▶ Activity:
Your copy should hold every record verbatim and none of the pictures.

▶ Supplied entries:
- - - - - - -
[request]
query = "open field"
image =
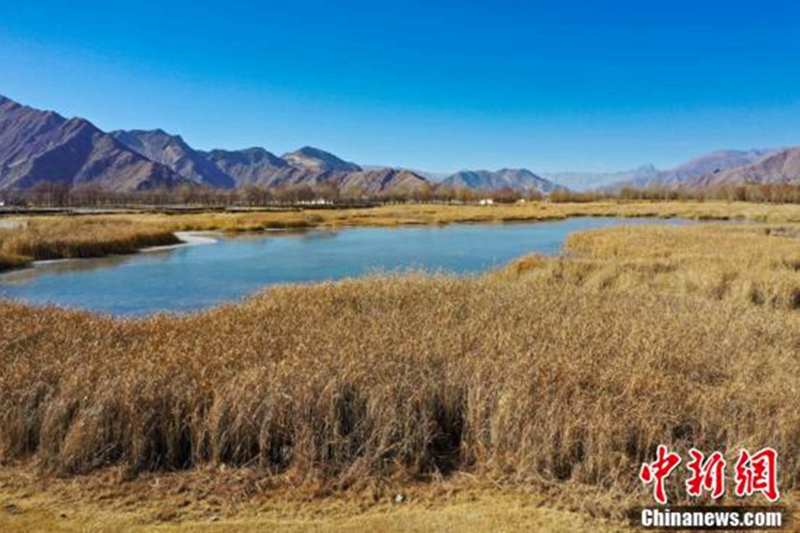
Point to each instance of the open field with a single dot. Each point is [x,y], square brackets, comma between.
[546,383]
[56,237]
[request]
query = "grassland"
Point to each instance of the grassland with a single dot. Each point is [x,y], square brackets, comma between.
[546,383]
[60,237]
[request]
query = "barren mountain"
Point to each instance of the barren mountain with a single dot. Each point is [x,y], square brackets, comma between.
[172,151]
[517,179]
[248,166]
[42,146]
[384,180]
[779,167]
[705,164]
[318,160]
[586,181]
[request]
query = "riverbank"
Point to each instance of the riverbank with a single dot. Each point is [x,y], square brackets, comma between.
[62,237]
[554,377]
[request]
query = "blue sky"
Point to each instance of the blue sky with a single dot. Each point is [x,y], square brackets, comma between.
[441,86]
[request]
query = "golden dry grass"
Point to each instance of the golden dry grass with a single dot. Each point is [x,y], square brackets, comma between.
[68,238]
[751,264]
[60,237]
[557,375]
[213,500]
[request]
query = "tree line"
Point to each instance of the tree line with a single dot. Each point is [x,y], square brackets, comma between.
[59,195]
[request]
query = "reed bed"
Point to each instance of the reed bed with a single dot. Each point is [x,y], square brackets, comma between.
[515,378]
[63,237]
[70,238]
[756,265]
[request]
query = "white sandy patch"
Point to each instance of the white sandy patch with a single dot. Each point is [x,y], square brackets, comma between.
[188,238]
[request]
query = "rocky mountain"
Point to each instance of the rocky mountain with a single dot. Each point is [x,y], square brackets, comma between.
[248,166]
[380,181]
[709,163]
[586,181]
[42,146]
[172,151]
[782,166]
[318,160]
[517,179]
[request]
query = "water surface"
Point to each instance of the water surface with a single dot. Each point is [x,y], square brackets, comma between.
[196,277]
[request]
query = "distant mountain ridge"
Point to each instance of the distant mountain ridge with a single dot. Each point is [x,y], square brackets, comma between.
[251,166]
[687,173]
[587,181]
[778,167]
[521,179]
[172,151]
[44,147]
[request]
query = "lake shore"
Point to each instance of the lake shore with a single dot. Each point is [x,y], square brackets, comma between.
[61,237]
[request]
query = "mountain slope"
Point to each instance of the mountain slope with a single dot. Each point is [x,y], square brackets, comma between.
[779,167]
[318,160]
[248,166]
[705,164]
[172,151]
[585,181]
[380,181]
[517,179]
[42,146]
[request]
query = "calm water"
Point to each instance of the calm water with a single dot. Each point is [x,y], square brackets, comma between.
[196,277]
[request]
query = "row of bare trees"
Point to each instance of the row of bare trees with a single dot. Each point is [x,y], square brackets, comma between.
[60,195]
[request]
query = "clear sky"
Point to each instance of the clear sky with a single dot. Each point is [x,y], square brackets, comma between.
[558,85]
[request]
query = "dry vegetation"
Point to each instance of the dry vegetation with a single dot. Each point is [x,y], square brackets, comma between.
[69,238]
[61,237]
[557,375]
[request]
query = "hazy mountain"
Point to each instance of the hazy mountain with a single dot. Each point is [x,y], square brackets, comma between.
[385,180]
[779,167]
[705,164]
[42,146]
[517,179]
[584,181]
[318,160]
[248,166]
[172,151]
[434,177]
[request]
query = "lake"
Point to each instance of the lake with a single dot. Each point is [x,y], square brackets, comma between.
[189,278]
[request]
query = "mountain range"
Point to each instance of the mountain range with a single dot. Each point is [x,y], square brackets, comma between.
[42,146]
[519,179]
[45,147]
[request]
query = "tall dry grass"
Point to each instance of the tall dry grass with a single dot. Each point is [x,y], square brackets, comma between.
[752,264]
[63,237]
[69,238]
[521,379]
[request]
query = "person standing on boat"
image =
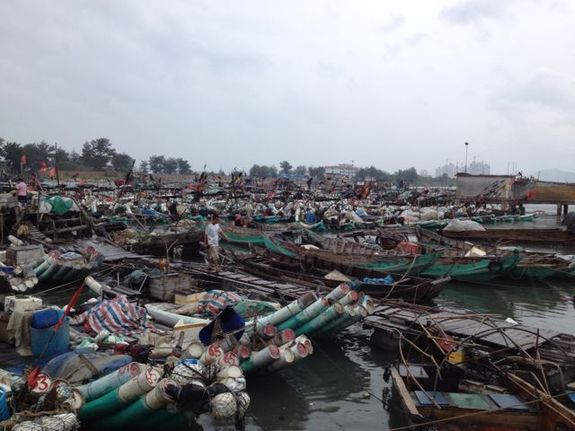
- - - - - - -
▶ Answer area:
[request]
query = "open field"
image =
Point to each instance of the open field with a single dot. Each point is [x,y], square brackets, comma between.
[546,383]
[56,237]
[request]
query = "grassland"
Point to each instance of the grassland with a single dot. Each point is [x,y], square brackets, comma between.
[546,383]
[60,237]
[request]
query = "barren mountain"
Point to each instance of the barren mountain with a single dot. Each point is [x,y], square brackets, comma between.
[172,151]
[517,179]
[248,166]
[42,146]
[384,180]
[779,167]
[705,164]
[318,160]
[586,181]
[request]
query = "riverbank"
Point to each instance of the riverbank with a single dot. Each point is [x,y], square brackets, comma between.
[62,237]
[554,377]
[request]
query = "blue sky"
Point to each instance of the blue sky with a single dot. Each point is [x,y], square brackets, comma between.
[441,86]
[request]
query = "golden dry grass"
Point to each instance of the golden dry grass with a single dot. Each point is [x,y], square brackets, comma between.
[68,238]
[751,264]
[60,237]
[557,375]
[213,500]
[request]
query = "tree line"
Point to each instance of the tree line with a single dot. Each point is [x,y], square brackets, comma between.
[59,195]
[request]
query = "reed bed"
Point to each instance of the reed bed with a single dot. Each point is [x,y], square brackets, comma between.
[515,378]
[63,237]
[70,238]
[756,265]
[request]
query = "white sandy patch"
Point to each instance of the white sandy patch with a single dot. Each point is [x,y], square brackets, comma between.
[188,238]
[request]
query = "rocky mountain"
Point to each instance of the rocky mountain with a single dot. Each point is [x,y], square brackets, comma between.
[248,166]
[380,181]
[709,163]
[586,181]
[42,146]
[172,151]
[782,166]
[318,160]
[517,179]
[request]
query = "water surface"
Point to each instance of the water surface with a single dot. Each point is [x,y], square brackets, comma between.
[196,277]
[request]
query = "distant mountain ridge"
Point to each instance of the distant mountain ridge with a single dot. Each point is [x,y], square brackets, comma between.
[251,166]
[687,173]
[587,181]
[778,167]
[521,179]
[172,151]
[44,147]
[request]
query = "lake shore"
Point to each instance of the lake shore with a single dot. Each point is [x,y], square brackets, comma between.
[61,237]
[request]
query = "mountain slope"
Point to each instance of the mountain slope with a single dot. Each point is [x,y], square brackets, comma between.
[779,167]
[318,160]
[248,166]
[705,164]
[172,151]
[585,181]
[380,181]
[517,179]
[42,146]
[request]
query = "calm water"
Point to each instance of the calm water with a single dot. Each point is [x,y], square brackets, comma between.
[196,277]
[request]
query = "row of bare trees"
Point to each instance of the row of bare trees with a single dot. Each point is [x,y], square brackets, comma between.
[60,195]
[request]
query = "clear sky"
Point to each instance of the clear sky with a single dot. Each point is [x,y], square brackets, comma between.
[558,85]
[request]
query = "dry vegetation"
Point to each instance of the dry vegetation with a single dot. Each point is [x,y], square brackets, comma between.
[69,238]
[61,237]
[557,375]
[request]
query = "hazy mountain"
Point to each instance of the hazy mountain with a single dot. Each point is [x,y], square brackets, comma between.
[385,180]
[779,167]
[705,164]
[42,146]
[517,179]
[584,181]
[318,160]
[248,166]
[172,151]
[434,177]
[request]
query = "lake"
Point to each instance of the lake with a single dot. Each point is [x,y], square brackets, comma between.
[189,278]
[request]
query = "mountain range"
Point to each instance of the mountain range with a single dot. Each point is [x,y], square brackets, comma between.
[42,146]
[519,179]
[45,147]
[request]
query = "tall dry grass"
Point to each instance of the tall dry grass with a single dot. Each point is [x,y], square brackets, comma between.
[752,264]
[63,237]
[69,238]
[521,379]
[request]
query = "person standing on boat"
image =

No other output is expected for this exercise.